■ TEXTO EM ESTUDO:
Para o cientista político, o fato de o Exército aceitar a manutenção dos acampamentos que contestam o resultado da eleição diante das portas de seus quartéis pode ser interpretado como uma tentativa de demonstrar força. O Congresso também ganhou mais poder no mandato de Jair Bolsonaro em relação ao passado.
– O presidencialismo de coalizão continua existindo, mas o comando passou para o presidente da Câmara. A agenda de governo passou a ser tocada pelo Arthur Lira. O chamado centrão (partidos de centro que negociam apoio político) perdeu força durante a gestão anterior, do Rodrigo Maia, mas foi às últimas consequências com Lira e vai exigir muita capacidade de negociação do Lula – analisa Paulo Peres.
O cientista político da FGV Sérgio Praça observa ainda que o PT recupera o mandato presidencial com menos margem de tolerância do que na chegada ao poder pela primeira vez.
– Quando venceu a eleição em 2002, o PT era tido como um partido de fora do sistema corrupto de financiamentos de campanha, cartéis, empreiteiras. Depois de crises como a do mensalão, em 2005, volta como um partido sob suspeita para uma parcela grande do eleitorado. Lula venceu, mas isso não significa que a população esqueceu os escândalos de corrupção – avalia Praça.
Contexto desfavorável no Exterior
Em 2002, Cristiano Ronaldo era uma jovem promessa do Sporting, os Estados Unidos buscavam apoio para derrubar o então ditador iraquiano Saddam Hussein e o euro começava a circular pelas mãos dos cidadãos europeus. O Brasil ainda festejava o quinto título de campeão mundial de futebol.
O contexto internacional era mais favorável porque não havia grandes conflitos de contestação da hegemonia americana
PAULO PERES
Cientista político da UFRGS
O mundo atravessava período de desaceleração econômica, e países como Rússia e Argentina se recuperavam de graves crises financeiras. As perspectivas, porém, eram mais favoráveis que as atuais: o PIB global logo voltaria a ganhar força, e a disparada do desenvolvimento chinês ajudaria a elevar o preço de matérias-primas abundantes no Brasil ao longo dos anos 2000. Atualmente, fatores como a guerra na Ucrânia e a persistência da pandemia contribuem para perspectivas pouco otimistas no curto prazo.

■ DADOS DE ORIGEM:
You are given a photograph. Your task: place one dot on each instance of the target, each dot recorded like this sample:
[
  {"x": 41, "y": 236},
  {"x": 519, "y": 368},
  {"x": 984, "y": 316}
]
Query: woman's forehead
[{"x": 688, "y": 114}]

■ CONJUNTO DE TAREFAS:
a. Transcreva literalmente o trecho do texto em estudo que começa em "O cientista político da" e segue até "mundial de futebol.".
b. De acordo com o texto em estudo, quem passou a tocar a agenda de governo no mandato de Jair Bolsonaro?

■ SOLUÇÕES ABAIXO:
a.
O cientista político da FGV Sérgio Praça observa ainda que o PT recupera o mandato presidencial com menos margem de tolerância do que na chegada ao poder pela primeira vez.
– Quando venceu a eleição em 2002, o PT era tido como um partido de fora do sistema corrupto de financiamentos de campanha, cartéis, empreiteiras. Depois de crises como a do mensalão, em 2005, volta como um partido sob suspeita para uma parcela grande do eleitorado. Lula venceu, mas isso não significa que a população esqueceu os escândalos de corrupção – avalia Praça.
Contexto desfavorável no Exterior
Em 2002, Cristiano Ronaldo era uma jovem promessa do Sporting, os Estados Unidos buscavam apoio para derrubar o então ditador iraquiano Saddam Hussein e o euro começava a circular pelas mãos dos cidadãos europeus. O Brasil ainda festejava o quinto título de campeão mundial de futebol.

b. Arthur Lira, o presidente da Câmara.